Jerozolima w pigułce
Jerozolima to niezwykłe miasto – to tutaj trzy religie spotykają się ze sobą tworząc niezwykłą mozaikę kulturową. W Jerozolimie spędziliśmy niestety jedynie dwa pełne dni, które poświęciliśmy całkowicie na zwiedzanie. Trzeciego dnia do południa zakupiliśmy pamiątki i popołudnie spędziliśmy już na plaży w Tel Awiwie. Jerozolima oddalona jest od stolicy niespełna godzinkę drogi busem.
Gdzie spać w Jerozolimie?
- 2 noce w Hebron Youth Hostel, po 35 szekli (w sezonie po 40) od osoby w wieloosobowej sali (niestety było dość zimno, hostel mieścił się na Starym Mieście, dodatkowo w podziemiach, warunki dość średnie, ale za to wliczona w cenę ogromna kolacja każdego dnia o 18 i bardzo miła obsługa, dzieląca się nawet własnym śniadaniem)
- 1 noc na przedmieściach w nowej części Jerozolimy u Żyda-Amerykanina, 80 szekli za pusty pokój 4-osobowy (nazwa to Rich’s Place, ale nie uświadczycie żadnego szyldu, trzeba szukać domu z tarasem na dachu sklepu 🙂 )
Gdzie jeść w Jerozolimie?
Głównie na straganach Starego Miasta.
Czasami w restauracjach (czytaj: jednej- Tala Hummus & Falafel)
W sieciówce Coffix (wszystkie napoje kosztowały po 5 szekli, czyli 5 zł, najlepsza jest kawa mrożona)
Co jeść w Jerozolimie?
- Owoce. Hitem są truskawki dostępne w styczniu! Cena to co prawda około 10-12 szekli za pół kilograma (ale kto by nie chciał poczuć smaku pysznej soczystej truskawki w środku zimy?) oraz inne, bardziej egzotyczne owoce t.j.: granaty (sok z granata można było upolować już od 4 szekli za szklankę na Starym Mieście), owoce kaktusa czy karambola.
- Falafel. Najtańszy i przepyszny falafel w mieście (10 szekli) znajduje się na ul. The Three Market, pierwsza miejscówka po lewej)
- Humus falafel i inne dania (polecamy Shakshukę) sprawdzona i polecana przez TripAdvisora restauracja z dobrymi cenami (zaraz za bramą Javy, na końcu lewej uliczki)- Tala Hummus & Falafel
- Wszelkie słodkości, chałwy, bułki z sezamem czy zatarem (już od 1 dinara, średnio za 5 szekli można było dostać konkretną bułę, robiącą za syte śniadanko). Licznie się w tym, że aby znaleźć np. tanią chałwę trzeba się trochę naszukać, jeżeli zależy nam na tym, żeby nie przepłacić, ale polecamy kupić takiej prawdziwej, na wagę, te w papierku się nie umywają.
Jakie pamiątki można kupić w Jerozolimie?

**Wyciąg z danych**

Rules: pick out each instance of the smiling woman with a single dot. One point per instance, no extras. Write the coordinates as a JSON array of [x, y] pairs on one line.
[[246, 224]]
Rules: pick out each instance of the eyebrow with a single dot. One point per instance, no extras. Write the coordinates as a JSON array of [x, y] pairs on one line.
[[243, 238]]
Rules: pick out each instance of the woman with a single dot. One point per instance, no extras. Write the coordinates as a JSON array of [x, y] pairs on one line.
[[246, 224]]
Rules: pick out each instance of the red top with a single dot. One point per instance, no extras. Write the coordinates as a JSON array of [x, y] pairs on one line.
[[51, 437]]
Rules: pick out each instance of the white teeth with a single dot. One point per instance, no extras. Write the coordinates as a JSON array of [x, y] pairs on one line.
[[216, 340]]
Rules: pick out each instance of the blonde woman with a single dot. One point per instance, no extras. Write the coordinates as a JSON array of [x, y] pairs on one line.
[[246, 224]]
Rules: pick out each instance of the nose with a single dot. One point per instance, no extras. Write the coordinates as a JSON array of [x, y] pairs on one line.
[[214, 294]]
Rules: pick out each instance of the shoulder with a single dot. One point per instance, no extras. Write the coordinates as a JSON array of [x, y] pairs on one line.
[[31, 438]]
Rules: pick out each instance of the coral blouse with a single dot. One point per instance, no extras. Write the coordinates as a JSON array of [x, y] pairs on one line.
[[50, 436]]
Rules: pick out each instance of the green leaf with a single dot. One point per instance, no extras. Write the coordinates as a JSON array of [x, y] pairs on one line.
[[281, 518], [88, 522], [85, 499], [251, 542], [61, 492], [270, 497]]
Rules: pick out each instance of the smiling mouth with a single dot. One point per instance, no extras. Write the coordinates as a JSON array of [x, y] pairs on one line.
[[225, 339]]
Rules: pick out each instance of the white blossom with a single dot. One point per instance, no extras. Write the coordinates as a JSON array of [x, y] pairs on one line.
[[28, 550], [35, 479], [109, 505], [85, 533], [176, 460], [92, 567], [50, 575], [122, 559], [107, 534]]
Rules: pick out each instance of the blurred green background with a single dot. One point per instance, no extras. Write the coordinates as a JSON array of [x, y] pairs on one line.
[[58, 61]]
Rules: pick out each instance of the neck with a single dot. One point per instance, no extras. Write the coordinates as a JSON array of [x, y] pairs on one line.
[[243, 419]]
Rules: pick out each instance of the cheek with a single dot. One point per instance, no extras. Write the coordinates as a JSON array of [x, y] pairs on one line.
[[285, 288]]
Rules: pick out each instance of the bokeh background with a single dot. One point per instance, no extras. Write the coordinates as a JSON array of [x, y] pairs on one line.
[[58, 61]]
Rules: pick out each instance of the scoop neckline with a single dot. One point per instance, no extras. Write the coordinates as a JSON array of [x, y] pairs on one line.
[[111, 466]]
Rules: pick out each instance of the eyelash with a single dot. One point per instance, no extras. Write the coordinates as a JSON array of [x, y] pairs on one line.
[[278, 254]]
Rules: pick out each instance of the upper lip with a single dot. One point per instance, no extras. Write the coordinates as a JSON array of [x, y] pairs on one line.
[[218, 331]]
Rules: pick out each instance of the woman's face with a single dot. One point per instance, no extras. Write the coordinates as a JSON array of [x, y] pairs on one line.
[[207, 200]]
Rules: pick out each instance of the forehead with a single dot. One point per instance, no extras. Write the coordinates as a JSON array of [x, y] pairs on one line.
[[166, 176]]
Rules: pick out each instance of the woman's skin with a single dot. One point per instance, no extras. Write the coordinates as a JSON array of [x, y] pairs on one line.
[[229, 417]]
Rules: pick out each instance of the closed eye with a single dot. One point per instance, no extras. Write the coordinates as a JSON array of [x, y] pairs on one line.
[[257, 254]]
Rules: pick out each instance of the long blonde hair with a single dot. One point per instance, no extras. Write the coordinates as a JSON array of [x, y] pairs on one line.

**Zadania do wykonania**
A - Czy możesz przytoczyć dosłownie fragment tekstu o Jerozolimie, który zaczyna się od słów zawierających „- 1 noc na przedmieściach”, a kończy na „Co jeść w Jerozolimie?”?
B - Czy możesz przepisać w całości tylko ten fragment wpisów, który zaczyna się wierszem zawierającym „Rules: pick out each instance of the red”, a kończy wierszem zawierającym „[[51, 437]]” (oba włącznie), przesuwając o 107 każdą liczbę we współrzędnych podanych w odpowiedziach?
Tekst o Jerozolimie i wpisy to dwa odrębne materiały.

**Odpowiedzi do ćwiczenia**
A -
- 1 noc na przedmieściach w nowej części Jerozolimy u Żyda-Amerykanina, 80 szekli za pusty pokój 4-osobowy (nazwa to Rich’s Place, ale nie uświadczycie żadnego szyldu, trzeba szukać domu z tarasem na dachu sklepu 🙂 )
Gdzie jeść w Jerozolimie?
Głównie na straganach Starego Miasta.
Czasami w restauracjach (czytaj: jednej- Tala Hummus & Falafel)
W sieciówce Coffix (wszystkie napoje kosztowały po 5 szekli, czyli 5 zł, najlepsza jest kawa mrożona)
Co jeść w Jerozolimie?

B -
Rules: pick out each instance of the red top with a single dot. One point per instance, no extras. Write the coordinates as a JSON array of [x, y] pairs on one line.
[[158, 544]]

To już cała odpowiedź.